Texto de lectura =>
☆ ☆ ☆ ☆
Los gurús del comportamiento no se ponen de acuerdo: algunos dicen que toma veintiún días, otros que toma más de sesenta; lo cierto es que una vez que un hábito se incorporó en nuestras vidas no es tan fácil librarse de él. Hace tres años no sabíamos qué era usar una mascarilla; hoy nos la ponemos automáticamente y sin pensarlo a la hora que salimos de casa. Antes nos presentaban a alguien y le estrechábamos la mano o le estampábamos un beso en la mejilla. Hoy nuestra primera reacción es chocar los puños o saludar con una inclinación de cabeza. Los besos se volvieron egoístas y los abrazos exclusivísimos. Las sonrisas se leen en los ojos, no en los labios. Mis sobrinos menores de cinco años no tienen recuerdos de un mundo de rostros descubiertos; lo suyo siempre ha sido ir de enmascarados.
Cada generación ha incorporado nuevos patrones para poder sobrevivir física o mentalmente a las circunstancias que le tocaron. ¿O acaso ya olvidaron las múltiples recomendaciones en los ochenta y noventa para no sucumbir despedazado por una bomba? “Si ves un resplandor, tírate boca abajo, pon la cabeza de lado, con una mano te tapas los oídos con la otra los genitales”. Información de guerra incorporada a nuestra diaria rutina, a una existencia en la que las ventanas lucían atravesadas con ‘tape’ para que los vidrios no saltaran por los aires, a un día a día en el que al rugido de la bomba le seguía un apagón que ya no asustaba a nadie. En la era analógica era más fácil seguir con tus planes cuando se iba la luz. Total, el lápiz y el cuaderno siempre podían ser iluminados por la humildad de una vela que no necesitaba de un enchufe para recargarse.
“Total…” tal vez esa sea la palabra que resulta más espeluznante cuando hablamos de esa capacidad que tenemos todos los seres humanos de acomodarnos. De esa tendencia a la inercia, a la normalización, que claramente opera como un instinto protector de nuestras vidas, pero también se convierte en una anestesia para la capacidad de asombro, para el siempre indispensable apetito de indignación. Veo las imágenes cada vez más pavorosas de una Ucrania que se cae a pedazos bajo las bombas de Vladimir Putin y no puedo evitar pensar que a la escalada de brutalidad la acompaña la de la costumbre. Una foto de una madre abrazada de su niño conmueve, asusta; un millón de fotos, anestesian.
Los días pasan y al horror y desconcierto iniciales los desplaza esa extraña convicción de que no hay mucho que hacer, salvo esperar a que los rusos terminen su expedición de muerte. Total (otra vez esa maldita palabra), vivimos en un mundo que se ha pertrechado hasta los dientes con bombas atómicas que no puede usar, porque sabe que las consecuencias serían catastróficas para toda la humanidad. Putin pisotea a sus vecinos amparado en la paradójica y estúpida situación de que están demasiado armados para detenerlo.
La guerra de Ucrania empieza a ocupar menos tiempo en los noticieros. Poco a poco es desplazada de las primeras planas de los diarios impresos y de las noticias en la web. Y pasa a esa rara categoría de desastre domesticado en el que descansa la mancha de petróleo que Repsol dejó tirada en nuestro mar. Sus muertos terminan haciéndole comparsa a los pescadores de Ventanilla que llevan demasiado tiempo sin poder trabajar. Sus víctimas recogen lo que les queda y caminan hacia fronteras que empezarán a recibirlos con tedio, con incomodidad. Y pronto serán una masa tan inmanejable como los nicaragüenses que caminan hacia los Estados Unidos, los venezolanos que esperan que algún día caiga Nicolás Maduro, o los africanos que no alcanzan las orillas de Europa y se ahogan en el Mediterráneo.
Porque a todo se acostumbra uno, principalmente a la barbarie.
☆ ☆ ☆ ☆
Material de estudio =>
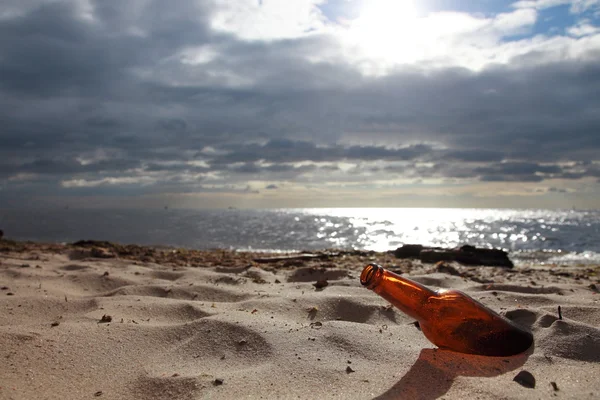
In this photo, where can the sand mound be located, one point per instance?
(73, 327)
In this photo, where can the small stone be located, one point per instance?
(525, 379)
(321, 284)
(105, 319)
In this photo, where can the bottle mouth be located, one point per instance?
(366, 277)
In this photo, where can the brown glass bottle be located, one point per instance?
(449, 318)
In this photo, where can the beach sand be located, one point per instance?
(113, 322)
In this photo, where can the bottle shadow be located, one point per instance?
(432, 375)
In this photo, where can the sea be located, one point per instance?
(570, 237)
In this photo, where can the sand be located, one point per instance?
(112, 322)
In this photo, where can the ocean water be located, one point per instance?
(548, 236)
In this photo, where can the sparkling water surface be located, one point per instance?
(550, 236)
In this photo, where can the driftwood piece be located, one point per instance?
(298, 257)
(467, 255)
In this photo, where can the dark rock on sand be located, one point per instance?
(467, 255)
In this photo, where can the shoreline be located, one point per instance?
(141, 322)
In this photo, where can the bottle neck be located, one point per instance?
(408, 296)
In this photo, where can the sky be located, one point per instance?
(300, 103)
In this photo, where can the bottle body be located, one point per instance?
(449, 318)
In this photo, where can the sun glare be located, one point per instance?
(385, 30)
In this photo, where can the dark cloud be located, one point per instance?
(72, 86)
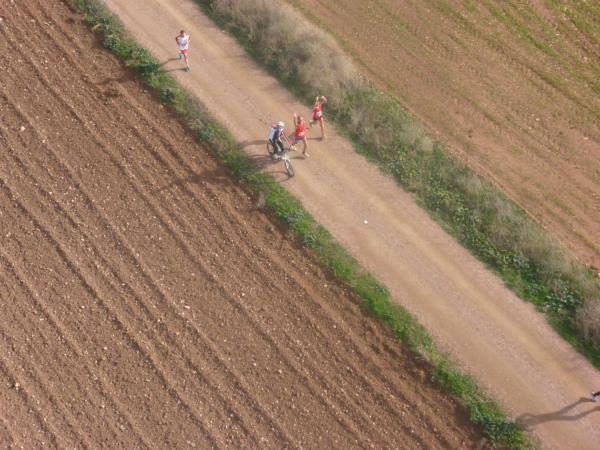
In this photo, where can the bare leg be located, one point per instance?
(304, 147)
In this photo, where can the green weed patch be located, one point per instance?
(473, 210)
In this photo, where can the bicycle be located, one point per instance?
(287, 146)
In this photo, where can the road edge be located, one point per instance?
(483, 411)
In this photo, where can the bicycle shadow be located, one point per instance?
(529, 421)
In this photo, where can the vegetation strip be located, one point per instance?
(375, 296)
(469, 207)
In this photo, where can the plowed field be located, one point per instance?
☆ ☆ ☆ ☆
Acciones requeridas =>
A. Traduce al inglés esta oración del texto sobre la costumbre: «Las sonrisas se leen en los ojos, no en los labios.»
B. Reproduce el fragmento del texto sobre la costumbre que empieza con "Los gurús del" y sigue hasta "ir de enmascarados.", ambos incluidos.
Los datos constituyen un material independiente del texto sobre la costumbre.

Respuestas en orden =>
A. Smiles are read in the eyes, not on the lips.

B.
Los gurús del comportamiento no se ponen de acuerdo: algunos dicen que toma veintiún días, otros que toma más de sesenta; lo cierto es que una vez que un hábito se incorporó en nuestras vidas no es tan fácil librarse de él. Hace tres años no sabíamos qué era usar una mascarilla; hoy nos la ponemos automáticamente y sin pensarlo a la hora que salimos de casa. Antes nos presentaban a alguien y le estrechábamos la mano o le estampábamos un beso en la mejilla. Hoy nuestra primera reacción es chocar los puños o saludar con una inclinación de cabeza. Los besos se volvieron egoístas y los abrazos exclusivísimos. Las sonrisas se leen en los ojos, no en los labios. Mis sobrinos menores de cinco años no tienen recuerdos de un mundo de rostros descubiertos; lo suyo siempre ha sido ir de enmascarados.